*Bijbehorende gegevens*.
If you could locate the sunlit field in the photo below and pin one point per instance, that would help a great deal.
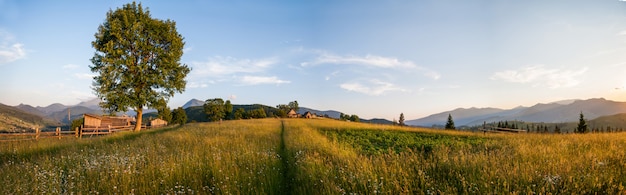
(314, 156)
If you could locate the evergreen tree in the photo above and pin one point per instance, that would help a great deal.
(355, 118)
(179, 116)
(137, 61)
(239, 114)
(450, 123)
(582, 124)
(165, 114)
(557, 130)
(215, 109)
(228, 109)
(401, 121)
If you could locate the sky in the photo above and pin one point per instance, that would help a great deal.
(375, 59)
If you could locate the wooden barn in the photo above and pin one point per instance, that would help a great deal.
(158, 122)
(292, 114)
(95, 121)
(308, 115)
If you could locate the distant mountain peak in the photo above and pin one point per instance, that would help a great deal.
(559, 111)
(193, 103)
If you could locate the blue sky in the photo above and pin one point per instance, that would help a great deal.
(370, 58)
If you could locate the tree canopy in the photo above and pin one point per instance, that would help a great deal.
(450, 123)
(582, 124)
(137, 61)
(217, 109)
(179, 116)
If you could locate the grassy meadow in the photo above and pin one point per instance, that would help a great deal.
(314, 156)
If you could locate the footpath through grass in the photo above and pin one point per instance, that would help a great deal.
(299, 156)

*Jouw opdracht*.
Zet alle gegevens hierboven regel voor regel om in een genummerde lijst en sla lege regels over. Laat de afbeeldingen weg.

*Uitgevoerde opdracht*.
1. If you could locate the sunlit field in the photo below and pin one point per instance, that would help a great deal.
2. (314, 156)
3. If you could locate the evergreen tree in the photo above and pin one point per instance, that would help a great deal.
4. (355, 118)
5. (179, 116)
6. (137, 61)
7. (239, 114)
8. (450, 123)
9. (582, 124)
10. (165, 114)
11. (557, 130)
12. (215, 109)
13. (228, 109)
14. (401, 121)
15. If you could locate the sky in the photo above and pin one point per instance, that would help a great deal.
16. (375, 59)
17. If you could locate the wooden barn in the photo above and pin one point per instance, that would help a great deal.
18. (158, 122)
19. (292, 114)
20. (95, 121)
21. (308, 115)
22. If you could locate the distant mountain peak in the photo above and pin one point per instance, that would help a great deal.
23. (559, 111)
24. (193, 103)
25. If you could locate the blue sky in the photo above and pin one point per instance, that would help a great deal.
26. (370, 58)
27. If you could locate the tree canopy in the photo above and pin one point per instance, that would help a great deal.
28. (450, 123)
29. (582, 124)
30. (137, 61)
31. (217, 109)
32. (179, 116)
33. If you could locate the grassy meadow in the photo above and pin one point per instance, that would help a great deal.
34. (314, 156)
35. If you could locate the footpath through grass in the photo above and pin one point per instance, that would help a great deal.
36. (299, 156)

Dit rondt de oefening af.